## Recorded information
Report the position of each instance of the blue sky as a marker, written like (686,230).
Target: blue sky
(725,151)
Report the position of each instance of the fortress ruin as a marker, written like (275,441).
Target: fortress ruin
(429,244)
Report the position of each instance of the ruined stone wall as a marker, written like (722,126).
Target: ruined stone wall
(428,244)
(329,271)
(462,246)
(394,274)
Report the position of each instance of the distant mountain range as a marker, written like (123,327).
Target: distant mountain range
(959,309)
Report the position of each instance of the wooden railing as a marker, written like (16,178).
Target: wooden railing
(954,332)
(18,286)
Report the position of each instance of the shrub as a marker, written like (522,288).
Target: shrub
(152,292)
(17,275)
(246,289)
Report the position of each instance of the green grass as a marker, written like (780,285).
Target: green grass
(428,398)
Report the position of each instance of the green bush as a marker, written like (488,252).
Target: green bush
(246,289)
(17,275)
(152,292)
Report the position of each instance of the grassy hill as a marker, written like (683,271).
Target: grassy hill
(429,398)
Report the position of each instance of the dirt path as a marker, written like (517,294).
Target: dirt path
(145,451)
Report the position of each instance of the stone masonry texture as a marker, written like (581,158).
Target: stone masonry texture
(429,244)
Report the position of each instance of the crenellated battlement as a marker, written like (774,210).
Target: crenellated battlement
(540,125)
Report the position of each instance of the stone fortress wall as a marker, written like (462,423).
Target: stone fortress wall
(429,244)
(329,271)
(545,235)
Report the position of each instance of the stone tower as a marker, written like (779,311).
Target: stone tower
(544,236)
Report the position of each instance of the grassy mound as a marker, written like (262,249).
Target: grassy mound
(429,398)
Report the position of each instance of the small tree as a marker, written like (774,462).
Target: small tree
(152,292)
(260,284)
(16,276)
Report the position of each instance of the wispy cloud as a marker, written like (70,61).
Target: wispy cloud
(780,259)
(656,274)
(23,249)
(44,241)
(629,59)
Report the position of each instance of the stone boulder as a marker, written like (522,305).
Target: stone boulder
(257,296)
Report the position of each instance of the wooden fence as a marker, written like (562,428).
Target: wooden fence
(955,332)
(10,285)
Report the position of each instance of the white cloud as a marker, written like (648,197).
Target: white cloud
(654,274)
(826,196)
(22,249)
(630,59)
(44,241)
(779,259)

## What the task asks
Starting at the line that contains "Report the position of each instance of the stone boulder" and continuing to the end of the items, write out those lines again with "timber fence" substituted for "wooden fence" and everything else unchanged.

## Expected answer
Report the position of each instance of the stone boulder as a marker, written like (522,305).
Target: stone boulder
(257,296)
Report the position of each instance of the timber fence as a marker, written like (562,428).
Target: timber fence
(955,332)
(10,285)
Report the position of each instance of the white cloud as a marker, written like (648,197).
Target: white cloud
(654,274)
(826,196)
(22,249)
(630,59)
(44,241)
(779,259)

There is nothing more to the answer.